*** Source information ***

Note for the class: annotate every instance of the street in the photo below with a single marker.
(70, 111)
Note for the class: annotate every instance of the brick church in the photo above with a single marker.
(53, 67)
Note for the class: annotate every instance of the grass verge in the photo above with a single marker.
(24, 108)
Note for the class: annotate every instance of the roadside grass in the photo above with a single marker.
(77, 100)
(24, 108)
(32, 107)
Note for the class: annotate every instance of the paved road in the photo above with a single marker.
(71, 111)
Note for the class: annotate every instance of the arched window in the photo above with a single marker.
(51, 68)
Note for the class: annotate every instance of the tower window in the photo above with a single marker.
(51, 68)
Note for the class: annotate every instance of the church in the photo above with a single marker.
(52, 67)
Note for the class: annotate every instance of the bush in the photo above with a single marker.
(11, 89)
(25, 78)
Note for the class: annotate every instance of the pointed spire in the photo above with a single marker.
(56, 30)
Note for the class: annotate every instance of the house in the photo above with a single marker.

*** End of Source information ***

Find the line that contains "Note for the class: annotate every instance of the arched". Repeat it and every line after it, exactly as written, up to and including the last line of the records above.

Your response ▸
Note for the class: annotate every instance of the arched window in the photo above with a single marker.
(51, 68)
Note for the class: annotate every instance of the tower window in the photo above with a single marker.
(51, 68)
Note for the class: annotate every instance of the church in the photo above with a single marker.
(52, 67)
Note for the class: annotate every instance of the bush in the photo above with a single marker.
(11, 89)
(25, 78)
Note for the class: annotate every instance of the pointed spire in the photo above with a single marker.
(56, 30)
Note for the class: annotate every instance of the house in the photo above with a single marker.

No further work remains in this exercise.